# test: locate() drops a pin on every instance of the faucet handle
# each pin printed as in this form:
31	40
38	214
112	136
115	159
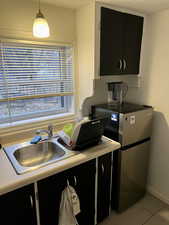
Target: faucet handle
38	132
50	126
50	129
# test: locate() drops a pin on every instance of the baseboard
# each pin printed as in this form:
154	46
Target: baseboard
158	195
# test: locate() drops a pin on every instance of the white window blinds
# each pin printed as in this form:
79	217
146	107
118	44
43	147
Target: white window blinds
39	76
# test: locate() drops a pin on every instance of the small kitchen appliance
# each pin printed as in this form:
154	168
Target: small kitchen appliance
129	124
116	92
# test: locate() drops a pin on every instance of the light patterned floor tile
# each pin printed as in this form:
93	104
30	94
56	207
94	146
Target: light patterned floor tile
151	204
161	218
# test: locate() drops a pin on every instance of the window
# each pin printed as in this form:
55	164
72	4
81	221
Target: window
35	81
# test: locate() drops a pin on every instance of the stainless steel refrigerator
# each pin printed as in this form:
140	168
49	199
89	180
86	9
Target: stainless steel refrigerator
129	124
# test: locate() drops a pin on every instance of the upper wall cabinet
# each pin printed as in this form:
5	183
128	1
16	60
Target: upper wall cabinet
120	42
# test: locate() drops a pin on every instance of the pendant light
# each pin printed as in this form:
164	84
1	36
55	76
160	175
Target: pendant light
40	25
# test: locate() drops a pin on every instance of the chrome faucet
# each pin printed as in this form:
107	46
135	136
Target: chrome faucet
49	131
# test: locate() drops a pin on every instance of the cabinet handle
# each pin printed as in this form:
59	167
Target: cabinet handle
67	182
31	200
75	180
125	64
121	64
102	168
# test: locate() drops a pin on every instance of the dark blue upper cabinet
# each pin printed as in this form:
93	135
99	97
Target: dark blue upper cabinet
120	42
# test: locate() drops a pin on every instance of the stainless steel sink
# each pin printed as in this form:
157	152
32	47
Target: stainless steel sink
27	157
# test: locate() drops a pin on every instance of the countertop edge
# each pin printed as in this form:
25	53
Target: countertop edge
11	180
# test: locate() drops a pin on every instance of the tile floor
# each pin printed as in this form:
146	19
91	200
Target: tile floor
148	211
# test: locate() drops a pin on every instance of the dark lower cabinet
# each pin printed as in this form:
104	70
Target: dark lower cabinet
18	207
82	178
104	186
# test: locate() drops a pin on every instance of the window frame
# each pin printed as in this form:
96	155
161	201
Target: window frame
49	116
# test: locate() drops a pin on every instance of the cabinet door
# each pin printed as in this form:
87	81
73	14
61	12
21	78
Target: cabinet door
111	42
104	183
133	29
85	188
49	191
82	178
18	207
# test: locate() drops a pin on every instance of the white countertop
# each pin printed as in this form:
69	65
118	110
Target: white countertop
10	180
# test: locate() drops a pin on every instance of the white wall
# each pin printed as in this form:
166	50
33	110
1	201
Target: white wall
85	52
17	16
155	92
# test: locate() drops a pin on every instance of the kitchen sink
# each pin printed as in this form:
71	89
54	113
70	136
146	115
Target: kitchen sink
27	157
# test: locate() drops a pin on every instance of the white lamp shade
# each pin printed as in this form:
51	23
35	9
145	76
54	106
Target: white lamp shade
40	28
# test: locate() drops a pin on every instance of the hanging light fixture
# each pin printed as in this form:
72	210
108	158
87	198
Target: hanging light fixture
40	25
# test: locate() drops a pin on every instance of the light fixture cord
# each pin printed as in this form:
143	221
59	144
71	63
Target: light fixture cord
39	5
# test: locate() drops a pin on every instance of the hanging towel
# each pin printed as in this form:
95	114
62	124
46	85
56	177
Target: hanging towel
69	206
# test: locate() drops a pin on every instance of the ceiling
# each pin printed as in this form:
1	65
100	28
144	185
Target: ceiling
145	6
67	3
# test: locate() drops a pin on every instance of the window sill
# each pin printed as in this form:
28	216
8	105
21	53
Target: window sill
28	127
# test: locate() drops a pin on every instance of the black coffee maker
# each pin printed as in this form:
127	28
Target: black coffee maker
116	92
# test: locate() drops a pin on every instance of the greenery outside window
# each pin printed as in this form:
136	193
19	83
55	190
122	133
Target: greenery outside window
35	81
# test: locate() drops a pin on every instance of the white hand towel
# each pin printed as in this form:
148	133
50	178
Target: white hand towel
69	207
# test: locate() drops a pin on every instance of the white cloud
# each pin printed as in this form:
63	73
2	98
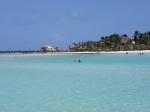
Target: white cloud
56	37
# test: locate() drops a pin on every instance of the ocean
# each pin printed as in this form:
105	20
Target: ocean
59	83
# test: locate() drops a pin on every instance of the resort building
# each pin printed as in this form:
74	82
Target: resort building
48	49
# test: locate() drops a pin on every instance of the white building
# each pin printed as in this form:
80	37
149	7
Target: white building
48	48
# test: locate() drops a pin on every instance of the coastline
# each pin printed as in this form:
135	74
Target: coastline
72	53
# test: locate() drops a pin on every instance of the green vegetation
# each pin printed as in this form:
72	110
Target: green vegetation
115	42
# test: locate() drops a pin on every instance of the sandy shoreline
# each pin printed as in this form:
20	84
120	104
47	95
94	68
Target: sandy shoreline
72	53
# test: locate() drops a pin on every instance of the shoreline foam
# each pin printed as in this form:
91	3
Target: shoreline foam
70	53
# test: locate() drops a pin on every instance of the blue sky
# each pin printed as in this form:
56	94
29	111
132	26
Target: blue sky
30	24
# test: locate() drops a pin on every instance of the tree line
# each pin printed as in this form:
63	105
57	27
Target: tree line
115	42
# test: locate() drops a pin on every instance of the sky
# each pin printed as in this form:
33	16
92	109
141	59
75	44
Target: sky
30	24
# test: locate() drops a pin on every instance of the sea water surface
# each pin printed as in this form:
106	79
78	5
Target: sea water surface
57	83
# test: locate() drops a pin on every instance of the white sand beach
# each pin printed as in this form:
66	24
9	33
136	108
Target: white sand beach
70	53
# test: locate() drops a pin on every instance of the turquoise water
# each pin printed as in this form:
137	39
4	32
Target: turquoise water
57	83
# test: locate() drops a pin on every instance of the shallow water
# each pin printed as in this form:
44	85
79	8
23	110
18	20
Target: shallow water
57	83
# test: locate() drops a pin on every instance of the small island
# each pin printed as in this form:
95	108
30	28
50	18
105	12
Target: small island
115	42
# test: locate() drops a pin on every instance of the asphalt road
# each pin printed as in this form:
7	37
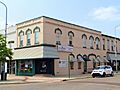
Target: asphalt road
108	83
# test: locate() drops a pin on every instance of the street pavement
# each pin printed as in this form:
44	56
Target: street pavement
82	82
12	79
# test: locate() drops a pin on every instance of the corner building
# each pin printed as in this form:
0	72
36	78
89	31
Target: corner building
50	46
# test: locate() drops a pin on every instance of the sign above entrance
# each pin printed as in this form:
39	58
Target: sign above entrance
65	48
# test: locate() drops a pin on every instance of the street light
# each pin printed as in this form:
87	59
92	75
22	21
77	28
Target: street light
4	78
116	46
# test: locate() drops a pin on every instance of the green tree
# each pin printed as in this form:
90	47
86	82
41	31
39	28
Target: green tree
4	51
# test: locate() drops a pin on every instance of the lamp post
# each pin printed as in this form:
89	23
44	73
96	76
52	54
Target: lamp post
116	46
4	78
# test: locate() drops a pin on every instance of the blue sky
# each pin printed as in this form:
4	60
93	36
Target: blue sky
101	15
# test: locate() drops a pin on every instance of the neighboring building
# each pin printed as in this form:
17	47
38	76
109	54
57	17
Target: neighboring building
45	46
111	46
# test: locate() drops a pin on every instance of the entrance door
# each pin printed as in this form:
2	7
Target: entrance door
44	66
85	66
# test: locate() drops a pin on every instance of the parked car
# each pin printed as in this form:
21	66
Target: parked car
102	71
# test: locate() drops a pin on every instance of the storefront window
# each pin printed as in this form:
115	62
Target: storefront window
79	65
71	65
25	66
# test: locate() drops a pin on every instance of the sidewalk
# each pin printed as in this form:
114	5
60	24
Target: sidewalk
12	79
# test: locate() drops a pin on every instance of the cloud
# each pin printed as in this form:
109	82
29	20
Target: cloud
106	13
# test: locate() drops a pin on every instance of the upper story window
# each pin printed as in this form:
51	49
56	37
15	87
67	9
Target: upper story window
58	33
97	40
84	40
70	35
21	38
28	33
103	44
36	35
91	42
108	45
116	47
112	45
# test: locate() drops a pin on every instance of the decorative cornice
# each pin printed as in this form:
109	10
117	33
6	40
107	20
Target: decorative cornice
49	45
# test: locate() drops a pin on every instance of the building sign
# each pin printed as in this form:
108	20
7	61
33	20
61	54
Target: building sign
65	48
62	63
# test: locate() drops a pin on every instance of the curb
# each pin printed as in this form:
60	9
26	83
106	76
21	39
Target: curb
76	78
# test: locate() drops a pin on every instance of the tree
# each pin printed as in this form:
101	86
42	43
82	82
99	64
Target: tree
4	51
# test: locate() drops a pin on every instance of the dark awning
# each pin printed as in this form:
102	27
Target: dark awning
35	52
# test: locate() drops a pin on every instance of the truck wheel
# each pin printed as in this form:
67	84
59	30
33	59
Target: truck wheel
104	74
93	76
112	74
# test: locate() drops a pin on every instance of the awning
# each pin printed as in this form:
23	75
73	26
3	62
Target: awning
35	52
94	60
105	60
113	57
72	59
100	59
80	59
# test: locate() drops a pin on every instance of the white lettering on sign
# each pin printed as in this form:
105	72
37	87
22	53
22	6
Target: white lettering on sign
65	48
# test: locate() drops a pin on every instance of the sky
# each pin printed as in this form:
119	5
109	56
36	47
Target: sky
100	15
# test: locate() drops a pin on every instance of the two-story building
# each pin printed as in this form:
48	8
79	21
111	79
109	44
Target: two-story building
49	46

☆ ☆ ☆ ☆

Nothing but the lines from the first line of the listing above to the line containing "the white window blinds" should appear in the answer, each one exact and with no pictures.

■ **SOLUTION TO THIS EXERCISE**:
# test: locate() drops a pin on every instance of the faucet handle
# each pin printed as in this form:
31	40
38	214
112	136
115	159
Target: faucet handle
38	132
50	126
50	129
# test: locate() drops a pin on every instance of the baseboard
# each pin printed as in this form:
154	46
Target: baseboard
158	195
# test: locate() drops a pin on every instance of the white window blinds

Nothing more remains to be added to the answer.